◆ **Extrait du texte**:

══════

Martin Scorsese : « En Amérique, on ne peut même plus ouvrir une porte sans prendre une balle mortelle »
Dans « Killers of the Flower Moon », son nouveau film en salle le 18 octobre, le cinéaste raconte le massacre, dans les années 1920, des Indiens Osage et dénonce, en creux, l’Amérique de Trump. Entretien.
Dans « Killers of the Flower Moon », son nouveau film en salle le 18 octobre, le cinéaste raconte le massacre, dans les années 1920, des Indiens Osage et dénonce, en creux, l’Amérique de Trump. Entretien.
Martin Scorsese rit souvent. C’est un rire éclatant, brusque, qui claque quand on évoque l’absurdité du monde, les erreurs de tournage, les conneries de certains producteurs. Il y passe un dédain absolu du bon ton, et aussi un désespoir devant l’inanité d’un monde où toutes les valeurs de pureté sont souillées. Dans « Killers of the Flower Moon », saga sombre de trois heures et vingt-sept minutes, le cinéaste le plus célèbre du monde plonge dans l’univers du racisme meurtrier de l’Amérique, histoire de l’assassinat de la nation Osage dans les années 1920.
Adapté du livre de David Grann, le film se concentre sur une histoire d’amour entre un vétéran de la Grande Guerre, Ernest Burkhart, et une Indienne, Mollie. Mariage toxique car les Indiens Osage bénéficient, à l’époque, des droits d’exploitation de leur terre, l’Oklahoma, riche en pétrole. Peu à peu, les Osage meurent, empoisonnés. Y compris Mollie, pourtant aimée par son mari qui se transforme lentement en assassin, alors que le FBI naissant peine à enquêter sur la série de meurtres programmés. Récit poignant d’une corruption de l’âme, d’une certitude de la royauté des Blancs sur les autres couleurs de peau. Martin Scorsese, en fait, donne un portrait en creux de l’Amérique d’aujourd’hui, gangrenée par Trump et ses sbires, ravagée par un héritage génocidaire mal accepté.
A 80 ans, Martin Scorsese boucle une œuvre impressionnante, où Dieu, le capitalisme et la crapulerie se côtoient pour inventer un pays d’Etats désunis. L’Amérique, dans le cinéma de Scorsese, est l’antichambre de l’enfer : les anges et les démons ont partie liée dans un lieu où, selon la Bible, il n’y a « ni raison, ni sagesse, ni science ». Les tueurs de la lune des fleurs y prospèrent encore, qu’on se le dise.
Comment définir « Killers of the Flower Moon », votre 27e film ? Ce n’est ni un western, ni un polar, ni un drame historique, mais c’est tout ça en même temps…
Martin Scorsese C’est un regard sur notre identité américaine. C’est ce que nous sommes.
Comment l’idée d’adapter cette saga vous est-elle venue ?

══════

◆ **À faire**:
- 1) Répondez à ces questions sur l'article :
(a) Combien de temps dure « Killers of the Flower Moon » ?
(b) De quel livre le film est-il adapté ?
(c) Quel âge a Martin Scorsese ?
- 2) Dans l'article, remplacez « éclatant » par « sonore », puis recopiez le passage qui va de « Martin Scorsese rit » jusqu'à « les années 1920. ».

══════

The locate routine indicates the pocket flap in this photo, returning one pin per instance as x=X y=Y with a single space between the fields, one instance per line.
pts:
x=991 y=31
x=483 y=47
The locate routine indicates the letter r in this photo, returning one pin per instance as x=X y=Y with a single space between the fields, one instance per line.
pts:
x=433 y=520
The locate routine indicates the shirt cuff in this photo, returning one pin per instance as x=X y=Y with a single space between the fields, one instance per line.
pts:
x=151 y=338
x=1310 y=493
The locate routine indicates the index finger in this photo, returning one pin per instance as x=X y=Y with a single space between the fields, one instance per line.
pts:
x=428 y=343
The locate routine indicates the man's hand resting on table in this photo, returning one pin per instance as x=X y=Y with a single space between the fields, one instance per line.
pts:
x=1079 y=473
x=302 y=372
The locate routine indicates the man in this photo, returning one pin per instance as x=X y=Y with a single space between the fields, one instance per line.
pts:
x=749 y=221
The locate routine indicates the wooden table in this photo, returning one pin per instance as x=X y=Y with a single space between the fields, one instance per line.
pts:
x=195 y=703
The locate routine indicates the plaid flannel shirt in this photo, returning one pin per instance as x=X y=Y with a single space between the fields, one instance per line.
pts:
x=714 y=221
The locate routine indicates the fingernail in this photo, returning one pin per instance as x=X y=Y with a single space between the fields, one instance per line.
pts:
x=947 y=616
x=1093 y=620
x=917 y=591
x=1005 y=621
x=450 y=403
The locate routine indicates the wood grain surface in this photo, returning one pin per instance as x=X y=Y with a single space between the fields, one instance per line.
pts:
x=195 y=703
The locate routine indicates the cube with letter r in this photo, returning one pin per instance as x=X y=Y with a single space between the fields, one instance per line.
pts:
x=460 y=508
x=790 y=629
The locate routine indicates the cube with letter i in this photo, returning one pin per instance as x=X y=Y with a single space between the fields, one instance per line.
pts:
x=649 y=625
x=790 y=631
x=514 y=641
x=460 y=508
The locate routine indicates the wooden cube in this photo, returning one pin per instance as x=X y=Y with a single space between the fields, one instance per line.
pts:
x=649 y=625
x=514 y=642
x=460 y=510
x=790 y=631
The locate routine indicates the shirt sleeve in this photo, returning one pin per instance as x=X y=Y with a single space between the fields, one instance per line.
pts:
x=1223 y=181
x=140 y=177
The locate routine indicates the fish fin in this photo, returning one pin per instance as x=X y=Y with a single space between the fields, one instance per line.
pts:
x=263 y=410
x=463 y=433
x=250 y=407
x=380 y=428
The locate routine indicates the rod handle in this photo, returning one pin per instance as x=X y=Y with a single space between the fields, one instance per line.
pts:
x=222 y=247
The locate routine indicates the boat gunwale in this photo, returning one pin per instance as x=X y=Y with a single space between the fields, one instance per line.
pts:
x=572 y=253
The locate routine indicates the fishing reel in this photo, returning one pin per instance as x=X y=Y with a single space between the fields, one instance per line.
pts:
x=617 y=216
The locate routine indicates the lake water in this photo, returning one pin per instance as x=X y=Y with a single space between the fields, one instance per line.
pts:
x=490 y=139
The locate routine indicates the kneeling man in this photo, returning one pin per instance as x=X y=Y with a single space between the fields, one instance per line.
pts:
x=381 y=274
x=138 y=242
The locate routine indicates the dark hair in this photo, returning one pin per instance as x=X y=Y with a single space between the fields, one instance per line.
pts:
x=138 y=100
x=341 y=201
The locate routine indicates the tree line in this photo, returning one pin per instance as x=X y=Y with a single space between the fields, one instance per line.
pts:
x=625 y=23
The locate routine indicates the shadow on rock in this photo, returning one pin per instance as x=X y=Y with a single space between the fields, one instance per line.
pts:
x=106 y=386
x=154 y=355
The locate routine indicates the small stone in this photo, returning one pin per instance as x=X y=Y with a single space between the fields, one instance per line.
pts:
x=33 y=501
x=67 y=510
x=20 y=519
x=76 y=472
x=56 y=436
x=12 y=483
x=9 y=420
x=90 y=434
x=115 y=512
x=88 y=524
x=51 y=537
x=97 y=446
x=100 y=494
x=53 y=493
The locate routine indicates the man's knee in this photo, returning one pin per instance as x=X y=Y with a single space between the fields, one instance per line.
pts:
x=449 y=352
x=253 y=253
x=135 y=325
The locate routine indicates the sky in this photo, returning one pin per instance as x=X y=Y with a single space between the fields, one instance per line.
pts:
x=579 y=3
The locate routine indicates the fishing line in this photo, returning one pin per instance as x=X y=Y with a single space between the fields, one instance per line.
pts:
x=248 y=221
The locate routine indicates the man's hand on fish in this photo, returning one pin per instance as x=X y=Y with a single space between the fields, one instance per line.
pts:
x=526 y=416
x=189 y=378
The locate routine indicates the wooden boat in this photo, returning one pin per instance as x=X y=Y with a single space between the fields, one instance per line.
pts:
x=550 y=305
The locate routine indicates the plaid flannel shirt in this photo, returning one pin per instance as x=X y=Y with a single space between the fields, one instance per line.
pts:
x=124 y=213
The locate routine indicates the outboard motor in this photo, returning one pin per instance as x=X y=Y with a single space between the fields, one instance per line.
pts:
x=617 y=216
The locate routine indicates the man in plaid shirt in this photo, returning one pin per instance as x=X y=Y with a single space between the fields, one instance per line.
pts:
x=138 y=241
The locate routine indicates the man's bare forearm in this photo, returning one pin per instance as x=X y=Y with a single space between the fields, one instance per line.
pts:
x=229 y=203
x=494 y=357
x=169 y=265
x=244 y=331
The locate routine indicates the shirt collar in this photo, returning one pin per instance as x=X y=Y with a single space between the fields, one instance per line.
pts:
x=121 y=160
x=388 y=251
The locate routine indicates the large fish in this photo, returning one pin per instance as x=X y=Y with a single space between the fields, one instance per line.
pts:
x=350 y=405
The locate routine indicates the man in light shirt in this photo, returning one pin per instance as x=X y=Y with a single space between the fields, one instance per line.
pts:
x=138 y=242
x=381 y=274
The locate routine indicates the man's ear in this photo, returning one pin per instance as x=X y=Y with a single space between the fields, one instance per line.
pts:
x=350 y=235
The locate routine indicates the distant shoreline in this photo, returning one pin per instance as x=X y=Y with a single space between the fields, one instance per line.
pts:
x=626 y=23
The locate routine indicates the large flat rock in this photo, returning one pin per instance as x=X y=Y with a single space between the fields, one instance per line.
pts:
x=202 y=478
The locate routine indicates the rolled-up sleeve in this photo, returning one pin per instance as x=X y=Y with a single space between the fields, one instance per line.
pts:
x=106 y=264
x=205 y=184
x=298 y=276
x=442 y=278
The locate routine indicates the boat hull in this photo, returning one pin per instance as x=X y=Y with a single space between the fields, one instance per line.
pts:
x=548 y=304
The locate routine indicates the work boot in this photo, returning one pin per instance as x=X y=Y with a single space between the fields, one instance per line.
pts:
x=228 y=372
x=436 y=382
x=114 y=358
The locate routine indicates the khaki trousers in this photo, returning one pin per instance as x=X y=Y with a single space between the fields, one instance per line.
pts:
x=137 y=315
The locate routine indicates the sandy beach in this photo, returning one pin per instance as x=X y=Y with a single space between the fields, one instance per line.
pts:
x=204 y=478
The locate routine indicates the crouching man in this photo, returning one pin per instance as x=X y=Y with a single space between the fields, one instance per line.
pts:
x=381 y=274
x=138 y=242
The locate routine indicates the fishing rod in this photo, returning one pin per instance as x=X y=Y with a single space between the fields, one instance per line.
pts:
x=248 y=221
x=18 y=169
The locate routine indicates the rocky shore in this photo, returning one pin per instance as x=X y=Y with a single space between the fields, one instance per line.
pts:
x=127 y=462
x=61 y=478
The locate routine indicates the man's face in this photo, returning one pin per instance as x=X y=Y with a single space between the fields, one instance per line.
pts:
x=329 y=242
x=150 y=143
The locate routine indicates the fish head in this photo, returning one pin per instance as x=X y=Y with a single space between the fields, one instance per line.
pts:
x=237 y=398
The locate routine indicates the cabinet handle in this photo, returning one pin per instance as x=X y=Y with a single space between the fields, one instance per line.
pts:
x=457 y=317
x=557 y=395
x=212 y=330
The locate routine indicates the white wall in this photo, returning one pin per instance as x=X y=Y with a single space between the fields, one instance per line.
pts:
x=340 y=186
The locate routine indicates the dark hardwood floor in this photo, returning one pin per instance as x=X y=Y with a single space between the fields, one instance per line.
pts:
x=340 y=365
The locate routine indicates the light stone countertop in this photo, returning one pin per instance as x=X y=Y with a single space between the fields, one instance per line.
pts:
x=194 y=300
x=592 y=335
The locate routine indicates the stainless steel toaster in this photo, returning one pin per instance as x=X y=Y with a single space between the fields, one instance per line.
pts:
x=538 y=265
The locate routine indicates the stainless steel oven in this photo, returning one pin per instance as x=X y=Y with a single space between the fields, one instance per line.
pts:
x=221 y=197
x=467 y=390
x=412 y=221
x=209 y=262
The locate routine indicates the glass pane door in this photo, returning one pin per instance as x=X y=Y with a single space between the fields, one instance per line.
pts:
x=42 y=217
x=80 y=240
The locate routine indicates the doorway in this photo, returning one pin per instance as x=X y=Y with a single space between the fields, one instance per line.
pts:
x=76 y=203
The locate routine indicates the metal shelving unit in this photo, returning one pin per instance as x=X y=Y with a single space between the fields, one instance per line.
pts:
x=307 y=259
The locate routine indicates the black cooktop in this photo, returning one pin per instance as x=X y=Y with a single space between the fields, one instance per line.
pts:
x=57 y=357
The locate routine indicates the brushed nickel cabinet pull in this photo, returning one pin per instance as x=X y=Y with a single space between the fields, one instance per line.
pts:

══════

◆ **Réponses attendues**:
- 1)
(a) Trois heures et vingt-sept minutes.
(b) Du livre de David Grann.
(c) 80 ans.

- 2)
Martin Scorsese rit souvent. C’est un rire sonore, brusque, qui claque quand on évoque l’absurdité du monde, les erreurs de tournage, les conneries de certains producteurs. Il y passe un dédain absolu du bon ton, et aussi un désespoir devant l’inanité d’un monde où toutes les valeurs de pureté sont souillées. Dans « Killers of the Flower Moon », saga sombre de trois heures et vingt-sept minutes, le cinéaste le plus célèbre du monde plonge dans l’univers du racisme meurtrier de l’Amérique, histoire de l’assassinat de la nation Osage dans les années 1920.